# [EXERCISE GOAL]
Copy the line with "Q: For the photo above, point to the tree" and all lines following it through the last line of the entries, exactly as written.

# [SUPPLIED RECORDS]
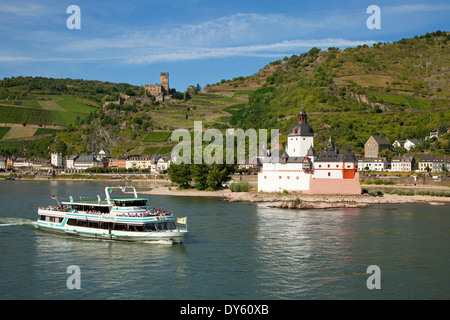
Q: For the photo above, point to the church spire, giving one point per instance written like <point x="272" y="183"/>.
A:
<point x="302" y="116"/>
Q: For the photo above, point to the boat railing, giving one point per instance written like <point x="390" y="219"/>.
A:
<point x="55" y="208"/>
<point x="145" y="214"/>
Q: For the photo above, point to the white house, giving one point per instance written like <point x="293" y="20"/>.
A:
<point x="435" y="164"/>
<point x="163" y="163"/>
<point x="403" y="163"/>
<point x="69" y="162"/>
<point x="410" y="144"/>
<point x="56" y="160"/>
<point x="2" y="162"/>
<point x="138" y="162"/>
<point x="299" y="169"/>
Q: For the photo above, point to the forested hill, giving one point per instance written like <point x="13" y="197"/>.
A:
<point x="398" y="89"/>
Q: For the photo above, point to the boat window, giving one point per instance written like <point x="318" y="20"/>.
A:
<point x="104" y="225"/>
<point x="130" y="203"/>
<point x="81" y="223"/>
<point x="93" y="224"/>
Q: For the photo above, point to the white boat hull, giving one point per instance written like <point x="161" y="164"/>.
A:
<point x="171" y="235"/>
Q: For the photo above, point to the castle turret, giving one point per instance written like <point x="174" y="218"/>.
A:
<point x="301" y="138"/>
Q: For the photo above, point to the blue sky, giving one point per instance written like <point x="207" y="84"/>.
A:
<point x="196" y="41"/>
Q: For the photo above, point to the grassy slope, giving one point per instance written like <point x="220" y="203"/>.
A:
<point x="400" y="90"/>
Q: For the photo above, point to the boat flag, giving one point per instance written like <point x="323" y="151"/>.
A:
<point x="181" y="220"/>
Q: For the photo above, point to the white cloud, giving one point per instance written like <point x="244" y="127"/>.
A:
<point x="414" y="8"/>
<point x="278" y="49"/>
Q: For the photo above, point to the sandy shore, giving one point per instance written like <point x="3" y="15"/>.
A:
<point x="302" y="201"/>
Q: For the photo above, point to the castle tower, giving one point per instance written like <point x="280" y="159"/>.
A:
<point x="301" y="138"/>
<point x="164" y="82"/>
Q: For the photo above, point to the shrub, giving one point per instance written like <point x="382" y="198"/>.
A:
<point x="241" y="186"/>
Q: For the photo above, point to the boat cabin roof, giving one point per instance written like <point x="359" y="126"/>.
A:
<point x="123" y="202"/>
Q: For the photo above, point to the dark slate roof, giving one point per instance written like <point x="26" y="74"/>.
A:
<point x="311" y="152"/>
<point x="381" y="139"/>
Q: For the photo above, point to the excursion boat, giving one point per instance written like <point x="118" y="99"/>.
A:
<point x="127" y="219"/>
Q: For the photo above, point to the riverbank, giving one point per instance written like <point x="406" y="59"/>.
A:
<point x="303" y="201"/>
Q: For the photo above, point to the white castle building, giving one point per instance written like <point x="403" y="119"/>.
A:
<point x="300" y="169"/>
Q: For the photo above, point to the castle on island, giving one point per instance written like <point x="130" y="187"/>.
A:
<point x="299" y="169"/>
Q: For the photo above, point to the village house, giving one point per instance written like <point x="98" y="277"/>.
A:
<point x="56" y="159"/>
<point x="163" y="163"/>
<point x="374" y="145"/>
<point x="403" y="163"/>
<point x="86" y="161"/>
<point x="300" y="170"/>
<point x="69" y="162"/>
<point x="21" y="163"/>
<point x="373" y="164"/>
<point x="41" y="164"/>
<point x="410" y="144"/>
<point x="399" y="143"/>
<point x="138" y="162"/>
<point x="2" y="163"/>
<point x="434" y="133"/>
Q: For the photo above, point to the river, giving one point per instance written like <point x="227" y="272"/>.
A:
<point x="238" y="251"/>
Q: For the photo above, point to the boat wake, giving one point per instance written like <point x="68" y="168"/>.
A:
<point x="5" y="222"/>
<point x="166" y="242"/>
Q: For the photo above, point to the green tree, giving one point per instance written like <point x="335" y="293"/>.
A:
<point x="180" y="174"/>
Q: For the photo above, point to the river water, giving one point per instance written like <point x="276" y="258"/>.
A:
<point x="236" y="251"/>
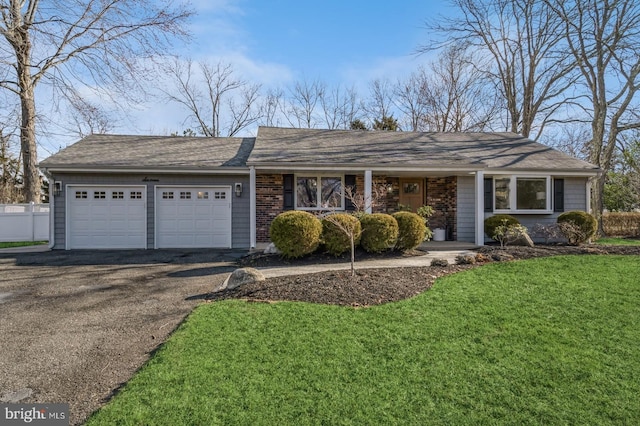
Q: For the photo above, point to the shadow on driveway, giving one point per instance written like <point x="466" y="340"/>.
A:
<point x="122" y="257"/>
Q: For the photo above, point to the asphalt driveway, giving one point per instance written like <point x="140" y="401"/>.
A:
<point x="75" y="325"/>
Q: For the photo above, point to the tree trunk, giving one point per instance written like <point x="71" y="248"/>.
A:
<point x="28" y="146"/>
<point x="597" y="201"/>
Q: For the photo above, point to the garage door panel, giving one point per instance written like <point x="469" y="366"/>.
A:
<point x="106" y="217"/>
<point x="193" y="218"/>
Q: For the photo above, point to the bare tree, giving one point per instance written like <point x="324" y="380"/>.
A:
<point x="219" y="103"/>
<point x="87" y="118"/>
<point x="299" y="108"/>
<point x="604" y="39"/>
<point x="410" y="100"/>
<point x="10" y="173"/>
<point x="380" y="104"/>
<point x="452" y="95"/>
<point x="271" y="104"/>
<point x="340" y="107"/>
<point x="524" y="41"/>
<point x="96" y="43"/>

# [SOLUTION BELOW]
Q: For the photo above, point to the tree trunk, giving one point per instance written like <point x="71" y="248"/>.
A:
<point x="28" y="146"/>
<point x="597" y="201"/>
Q: For the photo above, point to the garage door panel, giving one point per instance written like <point x="469" y="366"/>.
A:
<point x="106" y="217"/>
<point x="193" y="218"/>
Q: For the photo above, point to the bare tree, giving one point per instance written like <point x="324" y="380"/>.
A:
<point x="219" y="103"/>
<point x="87" y="118"/>
<point x="299" y="108"/>
<point x="604" y="39"/>
<point x="410" y="100"/>
<point x="10" y="173"/>
<point x="380" y="104"/>
<point x="452" y="95"/>
<point x="271" y="104"/>
<point x="340" y="107"/>
<point x="524" y="41"/>
<point x="96" y="43"/>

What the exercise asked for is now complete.